**Texto:**

Claro que el protocolo a la hora de pagar en bares y restaurantes no está claro, afortunadamente, sino este artículo lo estaría escribiendo en alemán.
Sí existen no obstante algunas leyes no escritas. Cuando quedas con alguien para un posible trabajo, es la parte contratante de la primera parte la que se espera que invite. Aunque la otra parte debe hacer el amago de pagar. Es importante la escenificación, qué gran pegamento social es el fingimiento.
Otra de esas leyes no escritas dice que cuando estás en tu ciudad o en tu barrio, pagas tú, desenfundas primero con cara de este es mi territorio, forastero.
Entre amigos de confianza, las reglas se vuelven más laxas, los hay que pagan siempre a medias, y otros alternando, hoy tú y mañana yo, confiando en la amistad como regulador natural y en que a ciertas horas qué importa quién pague si la amistad está por encima de todo, cagoendios cómo te quiero tía, y Asturias patria querida, etc.

**Enunciado:**
Prosigue el texto sobre quién paga en bares y restaurantes a partir de su última frase.

**Datos proporcionados:**

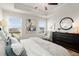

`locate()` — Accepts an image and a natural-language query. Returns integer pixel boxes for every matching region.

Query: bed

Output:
[20,37,70,56]
[0,29,70,56]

**Respuesta final:**
También están los que acabaron a navajazos insistiendo en pagar, que invito yo, que de eso nada, que invito yo. Y como la tierra es redonda, entraron en un bucle y lo que era un gesto de amistad se convirtió en un duelo de billeteras bajo el sol. Muy a lo Xavi Castillo: “aixó ho pague jo”.
Nota para un relato: una pareja enamorada que quiere quedar tan bien el uno con el otro, ser tan arrebatadoramente perfectos a ojos del amado, ser el que con más entrega ama, que acaban odiándose ferozmente.
Y es que en las citas, todo se complica. Es verdad que hay un tufillo anticlímax en eso de pagar cada uno lo suyo en medio de la tensión sexual, supongo que porque un polvo, aunque sea sólo un polvo, siempre implica un nosotros, así dure diez minutos. Dos cuerpos íntimamente enlazados están tan lejos del amícobramelomío.
Claro que también hay un tufillo a prostitución en eso de que el varón pague por decreto.
Nota: cómo ser independiente sin caer en el individualismo, cómo ser generoso sin ser imbécil, cómo no pedir respuestas trascendentales a un artículo frívolo.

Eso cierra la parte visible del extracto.